Given passage —
┌──

As I walked toward the hushed sea of people spreading out from the Lincoln Memorial and down the National Mall to the Washington Monument what I found was more worship service than political rally. Despite the vastness of the crowd, the tone was reverent. Few spoke, and when they did it was in a quiet undertone so as not to disturb those around them; that most couldn’t hear the speakers was irrelevant. More important was that they were participating in a moment, a public declaration of faith and solidarity to collectively proclaim that the Tea Party is more than an occasion, it is a movement...

└──

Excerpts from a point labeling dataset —

┌──

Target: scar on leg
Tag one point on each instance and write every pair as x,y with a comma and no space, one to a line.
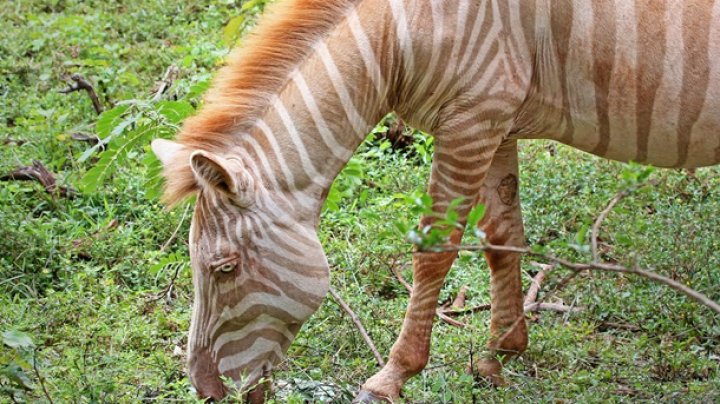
507,190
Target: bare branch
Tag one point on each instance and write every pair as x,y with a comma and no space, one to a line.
579,267
40,378
173,236
355,319
168,79
534,288
605,212
560,308
38,172
80,83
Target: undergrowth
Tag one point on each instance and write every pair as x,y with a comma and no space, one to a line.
87,313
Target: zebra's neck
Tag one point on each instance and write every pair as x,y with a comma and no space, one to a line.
329,104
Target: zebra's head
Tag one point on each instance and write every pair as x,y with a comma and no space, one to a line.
258,271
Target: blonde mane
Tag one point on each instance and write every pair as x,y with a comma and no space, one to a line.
255,70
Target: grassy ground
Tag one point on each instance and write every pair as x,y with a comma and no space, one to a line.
79,276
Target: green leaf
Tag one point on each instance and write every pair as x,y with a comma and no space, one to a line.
17,376
109,119
116,153
17,339
232,30
175,111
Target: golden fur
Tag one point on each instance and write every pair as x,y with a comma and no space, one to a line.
254,71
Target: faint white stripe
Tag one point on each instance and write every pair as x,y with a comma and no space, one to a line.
358,123
403,33
262,322
340,151
287,121
261,348
367,53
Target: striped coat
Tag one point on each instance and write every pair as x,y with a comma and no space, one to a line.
627,80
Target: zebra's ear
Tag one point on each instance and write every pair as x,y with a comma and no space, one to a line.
166,150
220,174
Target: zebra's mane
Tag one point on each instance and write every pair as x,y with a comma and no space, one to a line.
254,72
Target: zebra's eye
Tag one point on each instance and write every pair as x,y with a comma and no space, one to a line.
226,268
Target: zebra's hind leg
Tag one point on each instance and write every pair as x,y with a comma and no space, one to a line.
503,225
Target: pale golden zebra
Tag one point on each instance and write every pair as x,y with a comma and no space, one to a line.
627,80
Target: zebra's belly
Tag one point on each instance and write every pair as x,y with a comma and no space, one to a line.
669,140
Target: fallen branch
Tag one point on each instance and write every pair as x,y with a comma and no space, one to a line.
534,289
173,236
40,378
168,79
80,83
556,307
605,212
38,172
580,267
167,290
355,319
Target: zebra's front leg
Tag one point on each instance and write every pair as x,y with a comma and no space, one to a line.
503,225
457,172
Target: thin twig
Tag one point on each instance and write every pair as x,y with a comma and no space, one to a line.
355,319
40,378
167,290
38,172
693,294
534,288
170,76
173,236
556,307
604,214
80,83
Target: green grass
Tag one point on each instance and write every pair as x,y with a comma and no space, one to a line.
84,291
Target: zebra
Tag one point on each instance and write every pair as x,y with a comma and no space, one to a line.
625,80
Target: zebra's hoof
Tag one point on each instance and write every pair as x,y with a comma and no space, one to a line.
366,397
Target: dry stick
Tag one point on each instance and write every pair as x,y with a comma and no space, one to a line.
38,172
355,319
173,236
170,76
534,288
578,267
40,378
605,212
80,83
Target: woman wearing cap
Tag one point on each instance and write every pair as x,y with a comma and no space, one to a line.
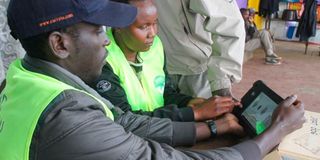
134,77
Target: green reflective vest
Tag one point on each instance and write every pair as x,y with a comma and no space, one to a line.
146,94
25,97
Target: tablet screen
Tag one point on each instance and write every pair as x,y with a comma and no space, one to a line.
259,112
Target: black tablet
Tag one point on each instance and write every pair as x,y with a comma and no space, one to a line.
258,106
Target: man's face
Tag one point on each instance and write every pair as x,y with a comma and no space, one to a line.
139,36
87,51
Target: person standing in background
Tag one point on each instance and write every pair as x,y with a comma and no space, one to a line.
204,44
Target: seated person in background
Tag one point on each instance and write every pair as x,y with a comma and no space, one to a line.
61,118
256,39
135,78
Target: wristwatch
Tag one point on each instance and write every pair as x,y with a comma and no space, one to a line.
213,128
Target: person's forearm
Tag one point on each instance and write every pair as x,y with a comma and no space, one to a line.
202,131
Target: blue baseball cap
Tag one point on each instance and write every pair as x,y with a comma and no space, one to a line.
28,18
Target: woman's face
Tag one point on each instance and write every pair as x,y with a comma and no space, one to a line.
138,37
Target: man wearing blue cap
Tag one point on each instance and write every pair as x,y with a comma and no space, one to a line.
48,112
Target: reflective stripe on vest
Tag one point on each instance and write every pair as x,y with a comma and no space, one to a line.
146,94
25,97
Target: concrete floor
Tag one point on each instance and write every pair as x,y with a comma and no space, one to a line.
298,74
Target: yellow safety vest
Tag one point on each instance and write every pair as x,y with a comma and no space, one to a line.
25,97
146,94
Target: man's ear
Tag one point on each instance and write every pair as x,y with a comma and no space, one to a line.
58,45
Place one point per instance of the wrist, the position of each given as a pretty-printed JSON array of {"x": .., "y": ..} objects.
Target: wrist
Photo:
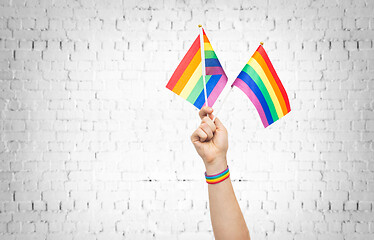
[{"x": 216, "y": 166}]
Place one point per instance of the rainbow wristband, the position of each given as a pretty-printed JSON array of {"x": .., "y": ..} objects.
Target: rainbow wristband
[{"x": 217, "y": 178}]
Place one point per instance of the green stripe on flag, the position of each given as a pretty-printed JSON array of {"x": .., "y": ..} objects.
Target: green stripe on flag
[
  {"x": 253, "y": 74},
  {"x": 210, "y": 54},
  {"x": 197, "y": 89}
]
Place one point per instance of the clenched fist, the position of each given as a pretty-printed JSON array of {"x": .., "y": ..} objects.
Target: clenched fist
[{"x": 210, "y": 141}]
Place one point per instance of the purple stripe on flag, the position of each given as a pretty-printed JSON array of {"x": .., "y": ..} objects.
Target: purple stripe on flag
[
  {"x": 214, "y": 71},
  {"x": 217, "y": 90},
  {"x": 245, "y": 88}
]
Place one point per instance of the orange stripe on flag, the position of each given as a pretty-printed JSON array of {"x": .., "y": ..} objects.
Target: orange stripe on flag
[
  {"x": 188, "y": 73},
  {"x": 278, "y": 93}
]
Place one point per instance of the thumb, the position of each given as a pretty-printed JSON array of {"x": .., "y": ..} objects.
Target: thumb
[{"x": 219, "y": 124}]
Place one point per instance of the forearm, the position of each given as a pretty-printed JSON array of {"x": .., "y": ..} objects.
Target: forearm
[{"x": 227, "y": 219}]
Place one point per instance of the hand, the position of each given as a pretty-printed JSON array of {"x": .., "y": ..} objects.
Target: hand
[{"x": 210, "y": 141}]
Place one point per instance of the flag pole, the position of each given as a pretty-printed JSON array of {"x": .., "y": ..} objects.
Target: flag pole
[
  {"x": 203, "y": 61},
  {"x": 223, "y": 101}
]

└──

To be done —
A – In the passage about the crowd on the National Mall, how did the few people who spoke do so?
B – Pick up the passage about the crowd on the National Mall after its last sentence and keep writing.

Set of answers —
A – In a quiet undertone, so as not to disturb those around them.

B –
As individuals the people I met and saw at the rally appeared friendly and pleasant. Many returned my smile, I wasn’t ejected for appearing “too liberal,” and some were happy to talk to me for awhile so long as my intention wasn’t to report our conversation in an article that could be twisted by the ‘liberal media.’
But that’s just it. Individually, most Tea Partiers probably are nice people, trying to do what’s right, motivated by good intentions that extend from their faith in God and in their understanding of what this nation stands for. And individualism is exactly what the rhetoric of the rally was all about; from the website: “throughout history America has seen many great leaders and noteworthy citizens change her course. It is through their personal virtues and by their example that we are able to live as a free people. Our freedom is possible only if we remain virtuous.” Mirroring their Christology, salvation for themselves and for the country is an individual act.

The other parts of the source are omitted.